** Start Excerpted passage **

08. Versioning and deprecation¶
Validation enforces what the contract says today. Versioning is how that contract changes tomorrow without breaking every caller that was built against the old one.
A platform team in Noida ships an agent that has been running well for nine months. The team owning the CRM tool deletes a deprecated parameter — legacy_source_id — that nobody on the CRM side believed was being used. They ship the change on a Tuesday morning. By Tuesday afternoon, the agent's lead-creation tool is returning 400 Bad Request: unknown field 'legacy_source_id' on every call. The agent platform's tool wrapper has been sending the field for nine months, populated from a now-defunct upstream that the agent platform's previous owner had cobbled together. Nobody noticed. The CRM team did not consult an inventory of callers because there was no contract registry. The agent platform's tool was not versioned, so there was no signal that the contract had changed. The fix takes six hours of triage to find, ten minutes to apply, and produces a postmortem with the same conclusion every other contract-versioning postmortem reaches: the contract was changed by one team and consumed by another, and there was no protocol between them.

** End Excerpted passage **
** Start Data section **

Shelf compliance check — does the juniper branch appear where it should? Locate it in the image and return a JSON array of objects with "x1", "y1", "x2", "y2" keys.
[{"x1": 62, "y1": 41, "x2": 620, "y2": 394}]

** End Data section **

• _Complete the following_:
(A) In the versioning and deprecation text, what parameter did the team owning the CRM tool delete?
(B) Write out the versioning and deprecation text again, starting with "08. Versioning and" and going on through "the old one.", with "Validation" renamed to "Schema validation".
(C) What comes next in the versioning and deprecation text? Write the continuation from the point where it stops.
The listing is separate material, apart from the versioning and deprecation text.

• _Expected results_:
(A) legacy_source_id

(B)
08. Versioning and deprecation¶
Schema validation enforces what the contract says today. Versioning is how that contract changes tomorrow without breaking every caller that was built against the old one.

(C)
This chapter is the protocol. Semver applied to tools, dual-run windows for breaking changes, and the sunset comms that turn deprecation from a surprise into a process.
What versioning solves¶
Versioning solves the same problem in tool contracts as it does in any other API: it lets producers and consumers evolve at different speeds without breaking each other. The change is not technical — semver is well-understood — but operational. The agent platform must treat tool contracts as a public API of the underlying systems, even when those systems are owned by the same company.
Every tool contract carries a version. Every call sends the version it was built against. The contract layer can refuse calls older than a documented floor. Breaking changes go through a dual-run window with explicit deprecation comms.
That is the whole policy. The rest is mechanics.
Semver, applied to tool contracts¶
The standard semver split, adapted:
| Bump | What changed | Caller impact |
|---|---|---|
| Patch (2.1.0 → 2.1.1) | Internal fix, no contract change visible to callers; description clarification | None |
| Minor (2.1.0 → 2.2.0) | Backwards-compatible additions: new optional field, new enum value (additive), new error code added to enum | Callers continue to work; new capability available to callers that opt in |
| Major (2.x → 3.0.0) | Breaking change: required field added, field removed, field renamed, error code repurposed, return shape changed, semantic shift in what the operation does | Existing callers must migrate before the dual-run window closes |
Two rules carry most of the value.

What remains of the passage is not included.